| The problem |
Output as a Markdown table with the columns Number and Text each line below, from the line containing "Would you mind placing a dot on the dirt" through the line containing "Query: boy's face", omitting any blank lines.

| Point annotation records |
_ _ _ _ _

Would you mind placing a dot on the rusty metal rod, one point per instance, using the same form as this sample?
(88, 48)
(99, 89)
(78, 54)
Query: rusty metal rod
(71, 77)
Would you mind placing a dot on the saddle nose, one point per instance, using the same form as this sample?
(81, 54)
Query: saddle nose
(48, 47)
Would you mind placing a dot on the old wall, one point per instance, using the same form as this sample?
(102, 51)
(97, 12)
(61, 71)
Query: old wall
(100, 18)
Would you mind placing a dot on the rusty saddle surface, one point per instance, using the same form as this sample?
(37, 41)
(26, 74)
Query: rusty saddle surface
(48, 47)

_ _ _ _ _

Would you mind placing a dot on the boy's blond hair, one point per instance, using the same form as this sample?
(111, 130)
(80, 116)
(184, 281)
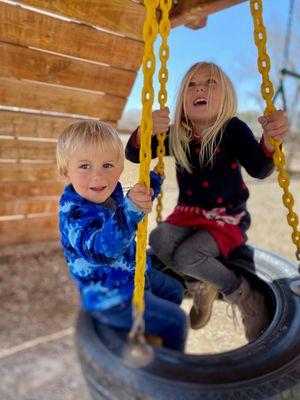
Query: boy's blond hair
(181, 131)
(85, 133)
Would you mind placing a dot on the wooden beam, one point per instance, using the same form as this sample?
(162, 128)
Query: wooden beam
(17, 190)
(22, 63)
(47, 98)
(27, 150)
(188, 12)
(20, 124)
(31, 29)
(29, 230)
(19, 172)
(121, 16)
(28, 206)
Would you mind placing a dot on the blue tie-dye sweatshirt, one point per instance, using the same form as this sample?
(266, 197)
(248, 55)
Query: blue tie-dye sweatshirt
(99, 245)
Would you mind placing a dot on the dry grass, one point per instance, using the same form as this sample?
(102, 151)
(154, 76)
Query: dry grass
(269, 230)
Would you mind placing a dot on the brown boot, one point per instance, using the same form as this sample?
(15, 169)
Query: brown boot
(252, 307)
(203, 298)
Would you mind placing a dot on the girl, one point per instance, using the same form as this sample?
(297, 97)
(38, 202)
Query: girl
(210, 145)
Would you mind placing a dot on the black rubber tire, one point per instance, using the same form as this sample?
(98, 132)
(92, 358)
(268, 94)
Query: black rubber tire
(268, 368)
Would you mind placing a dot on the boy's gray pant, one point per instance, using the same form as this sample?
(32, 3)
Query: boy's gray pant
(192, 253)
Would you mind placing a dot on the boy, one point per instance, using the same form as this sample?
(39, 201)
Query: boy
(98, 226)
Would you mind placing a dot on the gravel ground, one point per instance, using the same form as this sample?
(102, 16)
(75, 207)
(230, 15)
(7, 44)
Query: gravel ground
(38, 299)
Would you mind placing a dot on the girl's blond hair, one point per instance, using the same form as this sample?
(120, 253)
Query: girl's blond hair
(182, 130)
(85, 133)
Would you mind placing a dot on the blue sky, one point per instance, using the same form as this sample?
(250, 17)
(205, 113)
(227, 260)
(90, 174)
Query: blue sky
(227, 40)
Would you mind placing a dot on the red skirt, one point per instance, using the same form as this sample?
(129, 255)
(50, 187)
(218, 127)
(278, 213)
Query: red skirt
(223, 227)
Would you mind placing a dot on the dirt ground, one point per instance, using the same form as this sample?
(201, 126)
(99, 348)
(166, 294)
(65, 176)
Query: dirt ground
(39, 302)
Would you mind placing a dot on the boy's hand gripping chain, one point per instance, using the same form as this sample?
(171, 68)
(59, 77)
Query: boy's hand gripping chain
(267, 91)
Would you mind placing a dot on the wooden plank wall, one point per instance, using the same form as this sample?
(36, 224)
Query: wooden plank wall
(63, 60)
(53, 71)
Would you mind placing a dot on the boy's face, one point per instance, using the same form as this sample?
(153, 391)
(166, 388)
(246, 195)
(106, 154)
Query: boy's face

_ _ _ _ _

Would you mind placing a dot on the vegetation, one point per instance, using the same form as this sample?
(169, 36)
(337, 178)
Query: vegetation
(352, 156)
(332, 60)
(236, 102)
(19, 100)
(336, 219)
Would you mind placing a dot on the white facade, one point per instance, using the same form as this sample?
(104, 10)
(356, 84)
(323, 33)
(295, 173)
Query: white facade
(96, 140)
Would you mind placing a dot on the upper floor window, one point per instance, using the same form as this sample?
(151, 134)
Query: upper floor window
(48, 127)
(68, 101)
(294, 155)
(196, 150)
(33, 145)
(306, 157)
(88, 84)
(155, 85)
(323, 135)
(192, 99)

_ _ _ _ _

| Reply |
| Number | Text |
|---|---|
| 1 | Would you mind placing a dot on the dirt ground, one point per instance, using the same form as this sample? |
| 2 | (201, 126) |
| 3 | (99, 348) |
| 4 | (166, 294) |
| 5 | (65, 176) |
| 6 | Query: dirt ground |
| 7 | (39, 302) |
| 8 | Would you mind placing a dot on the boy's hand gripping chain, one point per instance, using the same form as this sample? |
| 9 | (171, 68) |
| 10 | (59, 77) |
| 11 | Query: boy's hand gripping chain |
| 12 | (267, 91) |
| 13 | Would you mind placing a dot on the wooden plank wall, one point per instance, using the same form as this sample? |
| 14 | (36, 224) |
| 15 | Query: wooden plank wall |
| 16 | (63, 60) |
| 17 | (53, 71) |
| 18 | Would you mind placing a dot on the boy's face, one point per instance, using the same form as this sample? |
| 19 | (153, 391) |
| 20 | (166, 388) |
| 21 | (246, 195) |
| 22 | (106, 154) |
| 23 | Query: boy's face |